→ **Text excerpt**:
┌──

Thursday, February 11, 2010

"Run for cover"

Back in Project Runway land, the men folk awaken, and Anthony uses his Bible as a weapon, smacking Emilio awake. We are also treated to incredible footage of Mila, immediately after being named first runner up a week ago during the soup challenge, parading into the green room and singing to the designers "Number Two, Number Two". Amazingly, no one got up and sang God save the Queen of Maroon Frocks, and amazingly, one week later, Mila is bummed that no one congratulated her. Well, congratulations, Mila, you've just been crowned Season 7 bitch. Bitchiness will become a theme of this episode...

The designers are lead to the Hearst building, and for a moment I think this challenge will involve the art of British artist Damien Hirst, in which dresses would look a little something like this. Tim introduces the Editor in Chief of Marie Claire, who announces, "Welcome to the Hearst Building. This is where our office is". I can't help but snicker at the obviousness in this statement. The reward for this challenge, we are told, is unprecedented- the designers are to design a look for a celebrity to wear on the cover of the magazine. The issue in question is the April cover, and there are certain rules given: The photo will be cropped, so the following elements help: color, patterns, eye-catching design, strength, and sexiness. They're also reminded that this will be a spring issue. The celeb wearing the design? Ms. Heidi Klum. This is a remarkable challenge, and one that would have normally been saved for the final episodes in previous seasons. How will the producers top this?

└──

→ **Recorded data**:
┌──

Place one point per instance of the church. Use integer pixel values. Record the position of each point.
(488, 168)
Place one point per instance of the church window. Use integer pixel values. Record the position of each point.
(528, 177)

└──

→ **Given instruction A**:
Indicate whether each statement agrees with the Project Runway recap, answering yes or no and quoting the exact words of the recap that decide it: (i) Mila was named first runner up during the soup challenge; (ii) the designed look will appear on the May cover of the magazine; (iii) Anthony wakes Emilio by hitting him with his Bible.
→ **Given instruction B**:
Transcribe the Project Runway recap from "Thursday, February 11, 2010" up to and including "of this episode...".
→ **Given instruction C**:
Write the next part of the Project Runway recap, beginning after its final sentence.
The listing was taken from a source unrelated to the Project Runway recap.

→ **Final answer A**:
(i) Yes: "immediately after being named first runner up a week ago during the soup challenge"
(ii) No: "The issue in question is the April cover"
(iii) Yes: "Anthony uses his Bible as a weapon, smacking Emilio awake"

→ **Final answer B**:
Thursday, February 11, 2010

"Run for cover"

Back in Project Runway land, the men folk awaken, and Anthony uses his Bible as a weapon, smacking Emilio awake. We are also treated to incredible footage of Mila, immediately after being named first runner up a week ago during the soup challenge, parading into the green room and singing to the designers "Number Two, Number Two". Amazingly, no one got up and sang God save the Queen of Maroon Frocks, and amazingly, one week later, Mila is bummed that no one congratulated her. Well, congratulations, Mila, you've just been crowned Season 7 bitch. Bitchiness will become a theme of this episode...

→ **Final answer C**:
Sketch time for 30 minutes, then Mood. We see Tim at his most understated excited here (it's all in the furrowed brow). At Mood, Tim looks pained, like he doesn't think challenges should be this grandiose for the first half of the season. Well, he's either pained, or seeing the awful nude color Mila is selecting. "Thank you, Moooood", Tim exclaims to no one in particular.

An eery quiet hangs over the workroom, and you can tell the producers are just grasping at straws. What do you do when you have several hours of nothing but a needle pulling thread? You focus on Seth Aaron singing and humming to himself. Jay and Emilio are annoyed, and Anthony asks him if he smoked anything besides a cigarette. Watch it, Seth, he will smack you with the Good Book! Boring old Ben is working on a colorful magenta-fuschia creation, and Janeane, meanwhile, realizes she's doing bridal. "Damn it, Janeane, don't blow this." I like that Janeane is somewhat self-aware, but self-awareness does not mean you can make it work.

Martin Scorcese, after winning an Oscar for "The Departed, or, "The Depah-ted", has retained the services of Leonardo DiCaprio to make a horror film a la "The Ring". Martin Scorcese. Horror. Dead women haunting foggy islands. You be the judge.

Back in the quiet workroom, Jonathan announces that he's making a space suit. But boy oh boy, that hispter combover has got to go. Janeane is, and I quote, "trying not to emote the dread that is boiling up in my stomach". I wish I made that up. What can you do, this is heavily edited reality tv, folks. Anna's working on shorts. For a magazine cover. With no construction experience. Alrighty then, printmaker lady. Jesse says his biggest competition is half the people in the room, continuing with the theme of self-awareness among the show's least talented tonight. Mila chimes in that she doesn't see any great competition for herself among the other designers so far. Oh, Mila, you are so endearing.

It's Tim time (quick, get out your LBD!) Anthony doesn't know what his dress is gonna look like, though it is short but not formal, and he just starts cutting the strips out. Tim is not concerned, but I am!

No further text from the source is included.